▸ Task directions:
Change "train door" to "carriage door" in everything from the line containing "Return a point for each instance of the train window" down to the end of the records. Give back only those lines, with nothing else altered.

▬▬▬

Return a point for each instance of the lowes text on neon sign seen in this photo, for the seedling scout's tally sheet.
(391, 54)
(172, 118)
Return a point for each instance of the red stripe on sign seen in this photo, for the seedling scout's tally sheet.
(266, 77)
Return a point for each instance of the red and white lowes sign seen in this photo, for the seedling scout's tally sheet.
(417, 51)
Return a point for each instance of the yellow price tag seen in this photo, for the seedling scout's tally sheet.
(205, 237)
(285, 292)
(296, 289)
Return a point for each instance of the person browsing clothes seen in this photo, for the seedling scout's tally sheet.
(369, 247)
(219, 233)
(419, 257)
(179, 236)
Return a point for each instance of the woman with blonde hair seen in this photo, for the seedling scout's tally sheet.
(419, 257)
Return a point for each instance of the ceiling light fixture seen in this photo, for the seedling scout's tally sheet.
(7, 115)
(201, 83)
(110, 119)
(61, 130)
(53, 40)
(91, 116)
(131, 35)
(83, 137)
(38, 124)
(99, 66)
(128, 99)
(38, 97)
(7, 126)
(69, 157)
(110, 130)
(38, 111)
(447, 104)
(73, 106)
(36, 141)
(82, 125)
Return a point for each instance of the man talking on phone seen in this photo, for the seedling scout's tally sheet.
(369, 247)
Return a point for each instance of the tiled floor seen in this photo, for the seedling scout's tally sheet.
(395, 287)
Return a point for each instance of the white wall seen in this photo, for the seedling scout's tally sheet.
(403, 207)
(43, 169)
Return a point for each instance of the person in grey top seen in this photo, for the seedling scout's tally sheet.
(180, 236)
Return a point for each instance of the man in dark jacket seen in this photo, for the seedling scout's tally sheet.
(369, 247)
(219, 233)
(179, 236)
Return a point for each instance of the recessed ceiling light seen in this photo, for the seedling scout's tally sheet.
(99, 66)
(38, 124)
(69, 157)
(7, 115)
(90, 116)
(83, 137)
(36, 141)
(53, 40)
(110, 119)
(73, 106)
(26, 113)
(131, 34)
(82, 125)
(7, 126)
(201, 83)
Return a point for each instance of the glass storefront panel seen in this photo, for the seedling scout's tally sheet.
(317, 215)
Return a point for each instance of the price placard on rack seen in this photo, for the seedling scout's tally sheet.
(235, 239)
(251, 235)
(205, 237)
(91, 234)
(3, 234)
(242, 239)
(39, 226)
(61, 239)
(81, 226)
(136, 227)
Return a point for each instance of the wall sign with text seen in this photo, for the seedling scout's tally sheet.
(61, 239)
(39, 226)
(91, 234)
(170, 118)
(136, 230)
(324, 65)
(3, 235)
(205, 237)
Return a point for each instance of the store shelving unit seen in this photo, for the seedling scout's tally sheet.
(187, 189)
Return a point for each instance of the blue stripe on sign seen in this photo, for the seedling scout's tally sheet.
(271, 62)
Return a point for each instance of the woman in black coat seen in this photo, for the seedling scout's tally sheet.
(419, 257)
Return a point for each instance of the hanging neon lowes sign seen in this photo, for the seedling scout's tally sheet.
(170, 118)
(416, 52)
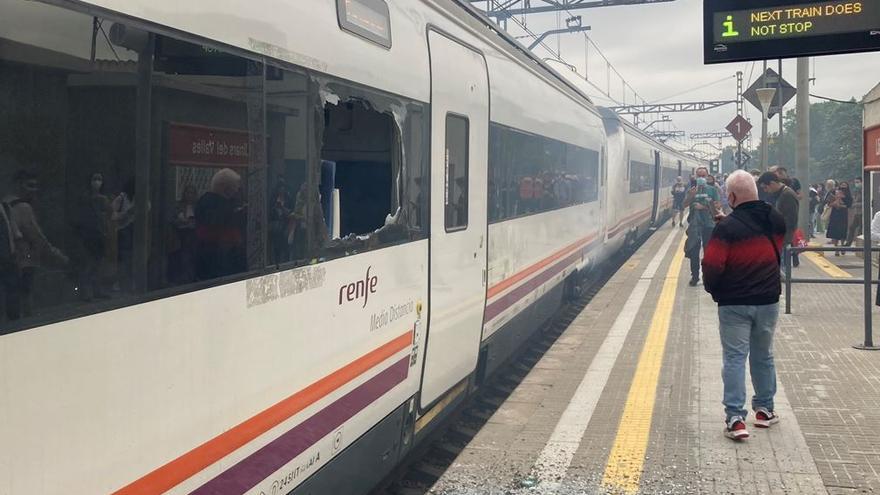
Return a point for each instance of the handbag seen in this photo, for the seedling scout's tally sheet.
(826, 214)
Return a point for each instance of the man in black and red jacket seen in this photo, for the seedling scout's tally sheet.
(741, 271)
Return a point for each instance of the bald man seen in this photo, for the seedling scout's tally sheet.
(741, 271)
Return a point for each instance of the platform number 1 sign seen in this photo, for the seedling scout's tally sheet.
(872, 149)
(739, 128)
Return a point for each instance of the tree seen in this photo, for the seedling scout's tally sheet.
(835, 142)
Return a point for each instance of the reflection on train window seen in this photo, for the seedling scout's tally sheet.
(532, 174)
(104, 214)
(641, 177)
(133, 162)
(668, 176)
(455, 195)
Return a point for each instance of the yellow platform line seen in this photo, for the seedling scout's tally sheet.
(627, 458)
(826, 265)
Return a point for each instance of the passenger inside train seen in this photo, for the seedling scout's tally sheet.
(134, 195)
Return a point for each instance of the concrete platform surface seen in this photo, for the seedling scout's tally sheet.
(628, 399)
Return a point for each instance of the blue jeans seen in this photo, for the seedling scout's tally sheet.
(747, 332)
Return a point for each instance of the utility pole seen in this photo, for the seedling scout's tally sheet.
(779, 95)
(738, 159)
(764, 147)
(802, 157)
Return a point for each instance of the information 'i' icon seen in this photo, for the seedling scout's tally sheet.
(729, 30)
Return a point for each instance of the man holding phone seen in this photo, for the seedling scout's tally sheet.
(703, 206)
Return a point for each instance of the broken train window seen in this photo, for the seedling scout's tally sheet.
(347, 166)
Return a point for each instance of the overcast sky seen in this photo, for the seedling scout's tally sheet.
(658, 49)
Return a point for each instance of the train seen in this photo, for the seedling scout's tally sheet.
(267, 247)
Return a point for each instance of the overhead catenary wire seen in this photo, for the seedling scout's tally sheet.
(696, 88)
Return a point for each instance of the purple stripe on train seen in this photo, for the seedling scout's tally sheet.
(511, 298)
(263, 463)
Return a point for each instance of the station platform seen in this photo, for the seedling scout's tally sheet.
(628, 398)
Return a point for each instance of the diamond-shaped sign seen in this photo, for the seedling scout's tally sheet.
(770, 79)
(739, 127)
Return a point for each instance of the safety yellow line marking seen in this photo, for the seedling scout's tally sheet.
(627, 458)
(827, 266)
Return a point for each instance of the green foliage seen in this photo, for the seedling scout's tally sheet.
(835, 141)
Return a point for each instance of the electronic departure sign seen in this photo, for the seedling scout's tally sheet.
(742, 30)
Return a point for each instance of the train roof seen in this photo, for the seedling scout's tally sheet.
(466, 12)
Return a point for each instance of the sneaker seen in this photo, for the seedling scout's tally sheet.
(736, 429)
(764, 418)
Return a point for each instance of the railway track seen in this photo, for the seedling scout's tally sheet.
(427, 463)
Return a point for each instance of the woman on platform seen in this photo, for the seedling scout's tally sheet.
(838, 223)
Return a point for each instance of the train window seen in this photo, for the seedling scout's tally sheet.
(132, 162)
(455, 189)
(668, 176)
(366, 18)
(641, 177)
(339, 183)
(136, 165)
(532, 174)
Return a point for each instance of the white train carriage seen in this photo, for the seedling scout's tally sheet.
(262, 247)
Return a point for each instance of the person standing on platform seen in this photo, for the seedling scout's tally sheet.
(679, 191)
(875, 237)
(786, 202)
(702, 202)
(838, 221)
(854, 228)
(741, 271)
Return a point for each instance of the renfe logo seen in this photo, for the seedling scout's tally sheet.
(361, 288)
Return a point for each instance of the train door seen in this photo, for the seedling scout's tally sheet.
(459, 148)
(656, 208)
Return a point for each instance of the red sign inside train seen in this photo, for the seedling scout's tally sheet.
(872, 149)
(194, 145)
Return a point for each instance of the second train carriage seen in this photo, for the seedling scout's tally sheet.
(413, 193)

▬▬▬

▸ Solution for this task:
Return a point for each instance of the train window seen in this photo, for the seedling scout's tally sheet.
(132, 162)
(455, 189)
(668, 176)
(366, 18)
(641, 177)
(339, 183)
(136, 165)
(532, 174)
Return a point for each instance of the white train carriage seen in this photo, for the seedling scout's tally sheet.
(262, 247)
Return a point for each instance of the person standing on platform seen in this photo, for the seedling scout's tally sheet.
(679, 191)
(875, 237)
(786, 202)
(702, 202)
(838, 221)
(854, 228)
(741, 271)
Return a point for each instance of the renfe logo seen in this photo, for the seedling scout's tally sheet.
(361, 288)
Return a point for each instance of the carriage door seen in this photo, for the seedling scout's tally sheet.
(459, 148)
(656, 208)
Return a point for each instance of the red sign inside train seen in this photo, for the seedling scout's tally sheet.
(872, 149)
(194, 145)
Return a point for each instance of the second train carriage seen in this photo, for the seedling scout's tally sheet.
(413, 193)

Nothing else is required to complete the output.